** Opening The records block **
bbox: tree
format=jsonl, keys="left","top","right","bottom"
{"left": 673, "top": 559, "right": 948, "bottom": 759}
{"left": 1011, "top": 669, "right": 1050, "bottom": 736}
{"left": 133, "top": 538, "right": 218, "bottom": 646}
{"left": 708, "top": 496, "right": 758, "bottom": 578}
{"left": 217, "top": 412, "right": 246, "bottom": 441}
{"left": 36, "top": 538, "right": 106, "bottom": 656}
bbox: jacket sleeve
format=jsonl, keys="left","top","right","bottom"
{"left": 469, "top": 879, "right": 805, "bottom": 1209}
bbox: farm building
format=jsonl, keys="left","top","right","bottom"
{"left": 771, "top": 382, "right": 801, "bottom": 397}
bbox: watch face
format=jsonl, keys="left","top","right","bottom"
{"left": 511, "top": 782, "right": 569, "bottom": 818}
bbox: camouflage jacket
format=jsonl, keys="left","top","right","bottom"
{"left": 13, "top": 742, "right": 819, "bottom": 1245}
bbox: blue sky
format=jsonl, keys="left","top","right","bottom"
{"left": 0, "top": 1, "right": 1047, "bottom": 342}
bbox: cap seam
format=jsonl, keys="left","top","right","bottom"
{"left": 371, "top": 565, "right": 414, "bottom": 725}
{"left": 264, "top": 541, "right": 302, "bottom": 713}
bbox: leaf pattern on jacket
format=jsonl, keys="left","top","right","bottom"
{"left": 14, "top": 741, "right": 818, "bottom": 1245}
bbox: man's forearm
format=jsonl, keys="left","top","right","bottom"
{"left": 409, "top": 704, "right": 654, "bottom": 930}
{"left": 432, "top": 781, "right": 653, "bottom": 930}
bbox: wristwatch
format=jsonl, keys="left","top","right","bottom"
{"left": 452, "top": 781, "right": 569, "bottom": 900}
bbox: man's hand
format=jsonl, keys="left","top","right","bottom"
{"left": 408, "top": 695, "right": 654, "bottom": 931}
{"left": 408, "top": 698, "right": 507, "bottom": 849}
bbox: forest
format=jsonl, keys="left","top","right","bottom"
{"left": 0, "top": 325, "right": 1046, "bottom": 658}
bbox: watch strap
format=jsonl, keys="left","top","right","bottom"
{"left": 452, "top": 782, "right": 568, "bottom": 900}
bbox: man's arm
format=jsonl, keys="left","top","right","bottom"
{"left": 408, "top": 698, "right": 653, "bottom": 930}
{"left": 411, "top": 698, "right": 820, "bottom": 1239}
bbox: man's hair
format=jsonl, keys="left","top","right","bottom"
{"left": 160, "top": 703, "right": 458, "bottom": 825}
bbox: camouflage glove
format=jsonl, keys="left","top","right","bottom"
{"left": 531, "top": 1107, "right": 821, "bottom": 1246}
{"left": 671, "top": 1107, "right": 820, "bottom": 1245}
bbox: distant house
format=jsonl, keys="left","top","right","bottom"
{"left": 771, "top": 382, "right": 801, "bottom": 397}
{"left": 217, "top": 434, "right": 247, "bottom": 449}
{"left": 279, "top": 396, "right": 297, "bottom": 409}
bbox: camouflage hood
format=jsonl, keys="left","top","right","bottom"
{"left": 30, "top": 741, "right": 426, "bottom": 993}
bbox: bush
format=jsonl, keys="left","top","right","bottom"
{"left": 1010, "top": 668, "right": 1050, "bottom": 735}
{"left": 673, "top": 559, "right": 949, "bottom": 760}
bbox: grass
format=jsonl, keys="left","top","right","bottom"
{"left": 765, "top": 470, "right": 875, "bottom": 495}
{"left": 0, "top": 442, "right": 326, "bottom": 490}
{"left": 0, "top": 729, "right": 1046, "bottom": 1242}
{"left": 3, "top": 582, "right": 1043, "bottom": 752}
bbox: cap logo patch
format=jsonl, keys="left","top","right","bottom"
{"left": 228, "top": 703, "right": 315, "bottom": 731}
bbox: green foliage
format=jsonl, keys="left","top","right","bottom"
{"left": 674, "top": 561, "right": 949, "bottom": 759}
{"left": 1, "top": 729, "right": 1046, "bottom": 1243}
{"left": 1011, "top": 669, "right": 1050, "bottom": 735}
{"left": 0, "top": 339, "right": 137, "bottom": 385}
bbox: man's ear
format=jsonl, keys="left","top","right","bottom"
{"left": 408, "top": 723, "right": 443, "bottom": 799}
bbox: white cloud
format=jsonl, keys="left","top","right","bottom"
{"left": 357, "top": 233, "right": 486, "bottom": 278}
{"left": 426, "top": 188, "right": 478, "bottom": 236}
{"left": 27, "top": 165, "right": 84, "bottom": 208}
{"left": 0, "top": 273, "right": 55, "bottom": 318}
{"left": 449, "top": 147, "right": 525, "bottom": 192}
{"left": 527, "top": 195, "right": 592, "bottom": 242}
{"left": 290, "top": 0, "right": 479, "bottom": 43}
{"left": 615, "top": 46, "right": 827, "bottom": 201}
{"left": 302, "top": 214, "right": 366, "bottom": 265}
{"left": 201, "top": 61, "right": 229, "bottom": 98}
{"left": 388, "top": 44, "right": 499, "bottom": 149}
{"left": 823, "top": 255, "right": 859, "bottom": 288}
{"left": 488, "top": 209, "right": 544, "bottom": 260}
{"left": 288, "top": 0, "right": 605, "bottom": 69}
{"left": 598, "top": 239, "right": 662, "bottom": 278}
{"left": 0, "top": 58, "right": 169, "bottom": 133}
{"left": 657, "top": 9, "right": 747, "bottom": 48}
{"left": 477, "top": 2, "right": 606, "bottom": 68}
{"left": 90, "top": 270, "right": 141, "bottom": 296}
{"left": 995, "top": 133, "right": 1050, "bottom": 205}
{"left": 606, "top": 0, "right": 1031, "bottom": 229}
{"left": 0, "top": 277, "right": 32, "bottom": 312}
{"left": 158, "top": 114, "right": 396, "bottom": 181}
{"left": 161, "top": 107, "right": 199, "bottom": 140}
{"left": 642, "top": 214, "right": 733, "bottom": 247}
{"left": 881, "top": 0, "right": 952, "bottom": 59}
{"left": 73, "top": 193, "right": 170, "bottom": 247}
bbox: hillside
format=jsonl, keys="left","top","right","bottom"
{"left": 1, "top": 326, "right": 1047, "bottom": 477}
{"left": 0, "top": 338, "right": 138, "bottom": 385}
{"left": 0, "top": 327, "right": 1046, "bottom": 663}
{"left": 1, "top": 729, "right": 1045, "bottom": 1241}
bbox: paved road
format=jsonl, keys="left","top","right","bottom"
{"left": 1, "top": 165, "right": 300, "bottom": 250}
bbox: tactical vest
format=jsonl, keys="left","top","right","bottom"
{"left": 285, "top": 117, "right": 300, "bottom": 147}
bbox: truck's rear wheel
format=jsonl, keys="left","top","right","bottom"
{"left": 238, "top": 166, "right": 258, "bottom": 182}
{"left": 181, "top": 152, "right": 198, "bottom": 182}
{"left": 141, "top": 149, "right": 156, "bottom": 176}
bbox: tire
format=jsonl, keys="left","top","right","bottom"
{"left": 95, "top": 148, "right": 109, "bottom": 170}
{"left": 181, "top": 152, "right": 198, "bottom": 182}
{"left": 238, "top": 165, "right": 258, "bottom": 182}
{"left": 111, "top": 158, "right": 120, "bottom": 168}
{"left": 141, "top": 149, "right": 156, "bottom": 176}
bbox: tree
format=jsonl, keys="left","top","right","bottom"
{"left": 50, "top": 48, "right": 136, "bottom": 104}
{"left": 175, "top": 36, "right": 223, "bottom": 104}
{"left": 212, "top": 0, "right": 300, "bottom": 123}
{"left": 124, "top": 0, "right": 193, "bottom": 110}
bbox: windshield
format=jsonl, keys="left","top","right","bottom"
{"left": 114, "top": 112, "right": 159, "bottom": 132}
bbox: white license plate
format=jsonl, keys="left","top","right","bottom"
** Closing The records block **
Task item:
Reproduce each entry from the records above, character for character.

Your response:
bbox: tree
format=jsonl, keys="left","top","right","bottom"
{"left": 673, "top": 559, "right": 948, "bottom": 759}
{"left": 1011, "top": 669, "right": 1050, "bottom": 736}
{"left": 133, "top": 538, "right": 218, "bottom": 646}
{"left": 708, "top": 496, "right": 758, "bottom": 578}
{"left": 217, "top": 412, "right": 246, "bottom": 441}
{"left": 36, "top": 538, "right": 106, "bottom": 656}
bbox: jacket sleeve
format=jsonl, keys="left","top","right","bottom"
{"left": 469, "top": 879, "right": 805, "bottom": 1209}
bbox: farm building
format=jsonl, keys="left","top","right","bottom"
{"left": 771, "top": 382, "right": 801, "bottom": 397}
bbox: watch face
format=jsonl, keys="left","top","right","bottom"
{"left": 511, "top": 782, "right": 569, "bottom": 818}
bbox: camouflage jacket
format=jsonl, keys="left","top","right","bottom"
{"left": 13, "top": 742, "right": 819, "bottom": 1245}
bbox: blue sky
format=jsonl, keys="left","top","right","bottom"
{"left": 0, "top": 1, "right": 1047, "bottom": 342}
bbox: cap seam
format=jsonl, keys="left","top","right","bottom"
{"left": 371, "top": 565, "right": 414, "bottom": 725}
{"left": 264, "top": 541, "right": 302, "bottom": 713}
bbox: leaf pattern on jacket
format=jsonl, keys="left","top","right","bottom"
{"left": 14, "top": 741, "right": 818, "bottom": 1245}
bbox: man's forearm
format=jsonl, keys="left","top","right","bottom"
{"left": 409, "top": 704, "right": 654, "bottom": 930}
{"left": 432, "top": 781, "right": 653, "bottom": 930}
bbox: wristwatch
format=jsonl, keys="left","top","right","bottom"
{"left": 452, "top": 781, "right": 569, "bottom": 900}
bbox: man's hand
format=jsonl, keys="left","top","right","bottom"
{"left": 408, "top": 695, "right": 654, "bottom": 931}
{"left": 408, "top": 698, "right": 507, "bottom": 849}
bbox: forest
format=jsonl, keys="left","top","right","bottom"
{"left": 0, "top": 325, "right": 1046, "bottom": 658}
bbox: watch strap
format=jsonl, keys="left","top","right","bottom"
{"left": 452, "top": 782, "right": 568, "bottom": 900}
bbox: man's arm
format=jsonl, keys="left","top","right","bottom"
{"left": 408, "top": 698, "right": 653, "bottom": 930}
{"left": 411, "top": 698, "right": 820, "bottom": 1239}
bbox: man's hair
format=jsonl, keys="left","top","right","bottom"
{"left": 160, "top": 703, "right": 458, "bottom": 825}
bbox: camouflage glove
format=jsonl, keys="left","top","right","bottom"
{"left": 531, "top": 1107, "right": 821, "bottom": 1246}
{"left": 671, "top": 1107, "right": 820, "bottom": 1245}
bbox: distant house
format=jsonl, keys="left","top","right","bottom"
{"left": 771, "top": 382, "right": 801, "bottom": 397}
{"left": 217, "top": 434, "right": 247, "bottom": 449}
{"left": 279, "top": 396, "right": 297, "bottom": 409}
bbox: camouflage hood
format=jsonl, keys="left","top","right","bottom"
{"left": 30, "top": 741, "right": 426, "bottom": 993}
bbox: bush
format=jsonl, keys="left","top","right","bottom"
{"left": 1010, "top": 668, "right": 1050, "bottom": 735}
{"left": 673, "top": 559, "right": 949, "bottom": 760}
bbox: grass
format=jsonl, keys="left","top","right","bottom"
{"left": 765, "top": 470, "right": 875, "bottom": 495}
{"left": 0, "top": 442, "right": 326, "bottom": 490}
{"left": 0, "top": 729, "right": 1046, "bottom": 1242}
{"left": 3, "top": 582, "right": 1043, "bottom": 752}
bbox: cap logo patch
format=jsonl, keys="left","top","right","bottom"
{"left": 228, "top": 703, "right": 315, "bottom": 731}
bbox: green foliage
format=jsonl, keys="left","top","right","bottom"
{"left": 674, "top": 561, "right": 949, "bottom": 759}
{"left": 1, "top": 729, "right": 1046, "bottom": 1243}
{"left": 1011, "top": 669, "right": 1050, "bottom": 735}
{"left": 0, "top": 339, "right": 137, "bottom": 385}
bbox: man's ear
format=jsonl, keys="left","top","right","bottom"
{"left": 408, "top": 723, "right": 443, "bottom": 799}
bbox: white cloud
format=jsonl, keys="left","top","right","bottom"
{"left": 357, "top": 233, "right": 486, "bottom": 278}
{"left": 426, "top": 188, "right": 478, "bottom": 236}
{"left": 27, "top": 165, "right": 84, "bottom": 208}
{"left": 0, "top": 273, "right": 55, "bottom": 318}
{"left": 449, "top": 147, "right": 525, "bottom": 192}
{"left": 527, "top": 195, "right": 592, "bottom": 242}
{"left": 290, "top": 0, "right": 479, "bottom": 43}
{"left": 615, "top": 46, "right": 827, "bottom": 201}
{"left": 302, "top": 214, "right": 366, "bottom": 265}
{"left": 201, "top": 61, "right": 229, "bottom": 98}
{"left": 388, "top": 44, "right": 499, "bottom": 149}
{"left": 823, "top": 255, "right": 859, "bottom": 288}
{"left": 488, "top": 209, "right": 544, "bottom": 260}
{"left": 288, "top": 0, "right": 605, "bottom": 69}
{"left": 598, "top": 239, "right": 662, "bottom": 278}
{"left": 0, "top": 58, "right": 169, "bottom": 133}
{"left": 657, "top": 9, "right": 747, "bottom": 48}
{"left": 477, "top": 2, "right": 606, "bottom": 68}
{"left": 90, "top": 270, "right": 141, "bottom": 296}
{"left": 995, "top": 133, "right": 1050, "bottom": 205}
{"left": 606, "top": 0, "right": 1031, "bottom": 229}
{"left": 0, "top": 277, "right": 32, "bottom": 312}
{"left": 158, "top": 114, "right": 396, "bottom": 181}
{"left": 161, "top": 107, "right": 199, "bottom": 140}
{"left": 642, "top": 214, "right": 733, "bottom": 247}
{"left": 881, "top": 0, "right": 952, "bottom": 59}
{"left": 73, "top": 193, "right": 170, "bottom": 247}
bbox: hillside
format=jsonl, keys="left","top","right","bottom"
{"left": 1, "top": 326, "right": 1047, "bottom": 477}
{"left": 0, "top": 338, "right": 138, "bottom": 385}
{"left": 0, "top": 327, "right": 1046, "bottom": 663}
{"left": 1, "top": 729, "right": 1045, "bottom": 1241}
bbox: paved road
format=jsonl, keys="left","top","right","bottom"
{"left": 1, "top": 165, "right": 300, "bottom": 250}
bbox: tactical vest
format=jsonl, keys="left","top","right","bottom"
{"left": 285, "top": 117, "right": 300, "bottom": 147}
bbox: truck's rear wheel
format=jsonl, keys="left","top","right","bottom"
{"left": 238, "top": 166, "right": 258, "bottom": 182}
{"left": 181, "top": 152, "right": 198, "bottom": 182}
{"left": 141, "top": 149, "right": 156, "bottom": 176}
bbox: tire
format=jsonl, keys="left","top","right","bottom"
{"left": 95, "top": 148, "right": 109, "bottom": 170}
{"left": 181, "top": 152, "right": 198, "bottom": 182}
{"left": 238, "top": 165, "right": 258, "bottom": 182}
{"left": 111, "top": 158, "right": 120, "bottom": 168}
{"left": 141, "top": 149, "right": 156, "bottom": 176}
bbox: tree
format=jsonl, keys="left","top","right","bottom"
{"left": 50, "top": 48, "right": 136, "bottom": 104}
{"left": 175, "top": 36, "right": 223, "bottom": 104}
{"left": 212, "top": 0, "right": 300, "bottom": 123}
{"left": 124, "top": 0, "right": 193, "bottom": 110}
bbox: windshield
format=jsonl, keys="left","top","right","bottom"
{"left": 114, "top": 112, "right": 159, "bottom": 132}
bbox: white license plate
format=jsonl, keys="left","top","right","bottom"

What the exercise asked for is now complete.